* _Exercise directions_: Rewrite the lines as a JSON list of strings, one string per line and no blank lines. Start with the line containing "TARGET = woman's face" and go on through the last line of the rows.

[Object point labels]

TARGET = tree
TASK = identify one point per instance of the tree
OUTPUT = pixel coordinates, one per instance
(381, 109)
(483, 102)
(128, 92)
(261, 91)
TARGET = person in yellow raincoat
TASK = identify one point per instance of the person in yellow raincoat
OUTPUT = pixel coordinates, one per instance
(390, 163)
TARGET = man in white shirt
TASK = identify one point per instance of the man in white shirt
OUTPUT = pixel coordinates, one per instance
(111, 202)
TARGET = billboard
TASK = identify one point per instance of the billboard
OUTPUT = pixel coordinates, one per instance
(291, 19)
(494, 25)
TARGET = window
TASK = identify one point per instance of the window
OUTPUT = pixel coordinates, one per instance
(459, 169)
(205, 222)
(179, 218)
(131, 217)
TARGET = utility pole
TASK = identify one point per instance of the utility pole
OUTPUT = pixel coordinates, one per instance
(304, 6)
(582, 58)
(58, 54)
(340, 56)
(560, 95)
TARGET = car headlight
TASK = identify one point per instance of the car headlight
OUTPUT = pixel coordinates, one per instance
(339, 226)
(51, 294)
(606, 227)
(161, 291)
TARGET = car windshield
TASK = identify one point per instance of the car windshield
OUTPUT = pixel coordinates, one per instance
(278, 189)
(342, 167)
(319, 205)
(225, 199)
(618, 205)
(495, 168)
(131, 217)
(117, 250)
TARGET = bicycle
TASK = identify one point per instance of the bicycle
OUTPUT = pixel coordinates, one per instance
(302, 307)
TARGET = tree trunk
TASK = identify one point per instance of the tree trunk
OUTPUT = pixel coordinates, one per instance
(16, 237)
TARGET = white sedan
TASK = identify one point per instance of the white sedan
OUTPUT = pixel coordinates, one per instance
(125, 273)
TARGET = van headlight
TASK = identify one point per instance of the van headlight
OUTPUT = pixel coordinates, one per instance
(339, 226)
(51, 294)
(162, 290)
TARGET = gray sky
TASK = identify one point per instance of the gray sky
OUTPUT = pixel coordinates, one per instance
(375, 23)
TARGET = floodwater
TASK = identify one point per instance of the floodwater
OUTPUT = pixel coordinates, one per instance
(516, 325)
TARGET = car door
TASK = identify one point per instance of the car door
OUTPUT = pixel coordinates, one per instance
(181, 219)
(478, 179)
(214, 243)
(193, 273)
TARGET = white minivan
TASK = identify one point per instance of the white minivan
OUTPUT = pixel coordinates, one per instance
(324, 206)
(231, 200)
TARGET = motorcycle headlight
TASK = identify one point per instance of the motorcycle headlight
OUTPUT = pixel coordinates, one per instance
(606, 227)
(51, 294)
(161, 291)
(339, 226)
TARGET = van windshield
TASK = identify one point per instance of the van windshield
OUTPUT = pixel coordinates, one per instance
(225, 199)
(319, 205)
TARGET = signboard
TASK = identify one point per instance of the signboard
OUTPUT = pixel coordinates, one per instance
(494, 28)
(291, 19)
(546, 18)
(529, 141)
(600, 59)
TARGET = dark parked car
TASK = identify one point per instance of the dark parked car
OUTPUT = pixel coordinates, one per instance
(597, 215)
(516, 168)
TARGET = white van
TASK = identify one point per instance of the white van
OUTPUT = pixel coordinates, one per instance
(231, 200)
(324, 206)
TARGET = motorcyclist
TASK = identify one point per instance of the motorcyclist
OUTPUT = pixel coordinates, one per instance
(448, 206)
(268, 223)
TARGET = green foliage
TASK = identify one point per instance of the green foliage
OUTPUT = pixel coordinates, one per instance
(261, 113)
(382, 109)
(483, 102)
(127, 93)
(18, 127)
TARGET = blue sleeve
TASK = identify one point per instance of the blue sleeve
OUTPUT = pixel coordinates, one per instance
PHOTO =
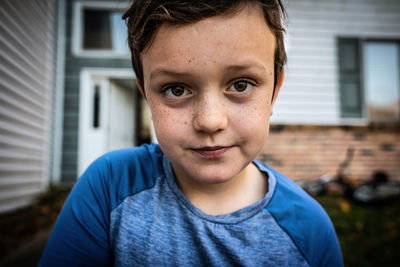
(80, 236)
(306, 222)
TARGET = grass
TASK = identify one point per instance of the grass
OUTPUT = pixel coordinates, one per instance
(369, 235)
(21, 226)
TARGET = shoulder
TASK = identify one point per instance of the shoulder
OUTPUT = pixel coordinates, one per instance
(122, 173)
(305, 221)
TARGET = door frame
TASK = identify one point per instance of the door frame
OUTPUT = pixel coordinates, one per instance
(86, 84)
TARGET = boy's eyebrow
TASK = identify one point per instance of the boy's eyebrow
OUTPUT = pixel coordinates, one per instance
(230, 68)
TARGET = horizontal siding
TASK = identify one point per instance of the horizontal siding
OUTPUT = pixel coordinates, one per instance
(26, 56)
(73, 67)
(310, 93)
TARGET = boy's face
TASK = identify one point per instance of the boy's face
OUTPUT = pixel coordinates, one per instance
(209, 86)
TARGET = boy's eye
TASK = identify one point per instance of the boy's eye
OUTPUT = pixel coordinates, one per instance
(176, 91)
(241, 86)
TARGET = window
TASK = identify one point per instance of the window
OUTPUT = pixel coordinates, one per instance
(99, 30)
(369, 79)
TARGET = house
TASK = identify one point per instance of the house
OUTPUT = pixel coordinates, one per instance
(28, 93)
(103, 110)
(68, 95)
(341, 96)
(341, 91)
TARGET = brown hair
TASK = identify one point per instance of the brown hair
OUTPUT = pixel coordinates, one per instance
(145, 17)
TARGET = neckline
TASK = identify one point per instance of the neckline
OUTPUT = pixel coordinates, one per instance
(230, 218)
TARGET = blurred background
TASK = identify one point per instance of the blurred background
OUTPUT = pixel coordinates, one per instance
(68, 95)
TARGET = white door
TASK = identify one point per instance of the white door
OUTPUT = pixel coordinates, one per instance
(107, 117)
(121, 128)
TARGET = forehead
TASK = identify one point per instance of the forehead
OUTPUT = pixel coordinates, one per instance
(242, 36)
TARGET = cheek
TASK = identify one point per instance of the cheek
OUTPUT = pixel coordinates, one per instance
(167, 123)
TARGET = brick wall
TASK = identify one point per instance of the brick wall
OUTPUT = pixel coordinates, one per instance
(307, 152)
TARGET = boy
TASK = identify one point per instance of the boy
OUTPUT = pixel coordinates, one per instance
(211, 72)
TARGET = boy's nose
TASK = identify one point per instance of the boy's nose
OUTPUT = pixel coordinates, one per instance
(210, 116)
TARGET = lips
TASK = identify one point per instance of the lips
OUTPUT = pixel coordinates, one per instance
(213, 152)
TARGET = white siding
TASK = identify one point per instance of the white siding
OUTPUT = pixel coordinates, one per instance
(26, 70)
(310, 94)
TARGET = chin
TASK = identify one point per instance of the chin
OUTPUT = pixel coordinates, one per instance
(214, 178)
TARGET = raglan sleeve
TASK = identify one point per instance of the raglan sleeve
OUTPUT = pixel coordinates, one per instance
(80, 236)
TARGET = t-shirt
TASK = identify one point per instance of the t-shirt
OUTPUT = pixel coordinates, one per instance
(127, 210)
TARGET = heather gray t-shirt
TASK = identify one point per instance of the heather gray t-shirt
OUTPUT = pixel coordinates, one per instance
(127, 210)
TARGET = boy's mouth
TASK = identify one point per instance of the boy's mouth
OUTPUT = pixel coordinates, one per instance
(212, 152)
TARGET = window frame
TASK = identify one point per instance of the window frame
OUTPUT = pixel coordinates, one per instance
(77, 29)
(362, 41)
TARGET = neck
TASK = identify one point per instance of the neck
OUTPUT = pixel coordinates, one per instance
(246, 188)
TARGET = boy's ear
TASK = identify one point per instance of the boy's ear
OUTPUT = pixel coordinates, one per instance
(278, 86)
(140, 87)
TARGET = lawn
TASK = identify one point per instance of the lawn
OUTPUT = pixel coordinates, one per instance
(369, 235)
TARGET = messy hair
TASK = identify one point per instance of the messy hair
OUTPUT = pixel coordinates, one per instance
(145, 17)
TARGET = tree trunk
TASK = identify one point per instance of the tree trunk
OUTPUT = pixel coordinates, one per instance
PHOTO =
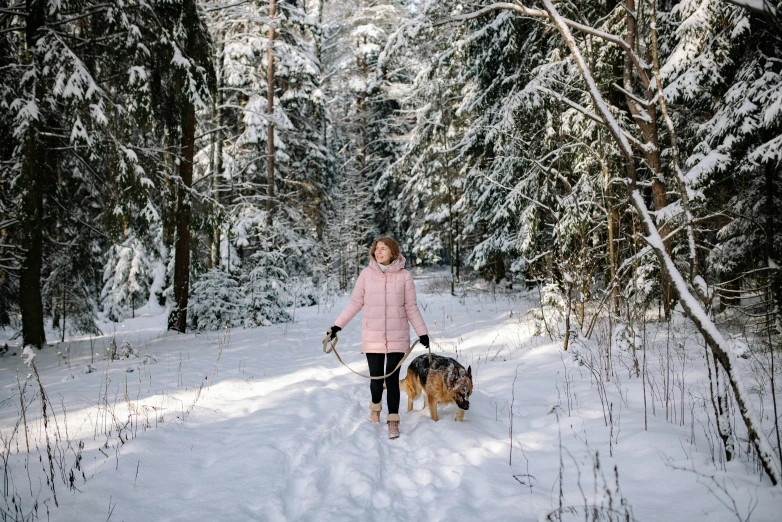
(178, 318)
(30, 212)
(270, 112)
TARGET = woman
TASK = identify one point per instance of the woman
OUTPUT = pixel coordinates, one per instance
(386, 292)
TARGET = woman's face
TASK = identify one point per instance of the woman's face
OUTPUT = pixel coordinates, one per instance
(382, 253)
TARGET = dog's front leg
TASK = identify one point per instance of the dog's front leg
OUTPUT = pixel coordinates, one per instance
(433, 408)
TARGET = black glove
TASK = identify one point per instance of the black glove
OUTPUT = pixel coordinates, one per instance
(333, 332)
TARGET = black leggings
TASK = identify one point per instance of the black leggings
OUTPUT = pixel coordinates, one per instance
(375, 361)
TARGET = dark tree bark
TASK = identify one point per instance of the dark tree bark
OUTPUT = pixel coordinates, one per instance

* _Solution to this exercise_:
[
  "TARGET = woman's face",
  "TASK = identify one point per instance of the woman's face",
  "OUTPUT = pixel coordinates, one per instance",
  "(382, 253)",
  "TARGET = dog's front leg",
  "TASK = identify one point per instance of the dog's front leg",
  "OUTPUT = pixel coordinates, one per instance",
  "(433, 408)",
  "TARGET = black glove",
  "TASK = identify one point per instance of the black glove",
  "OUTPUT = pixel coordinates, one per instance",
  "(333, 332)",
  "TARGET = black leggings",
  "TASK = identify one point per instance of the black leggings",
  "OUTPUT = pixel coordinates, one per instance",
  "(375, 361)",
  "TARGET = dark tree bark",
  "TASK = identify one point per instance of the dark tree bark",
  "OUTPUT = pixel coordinates, one per instance"
]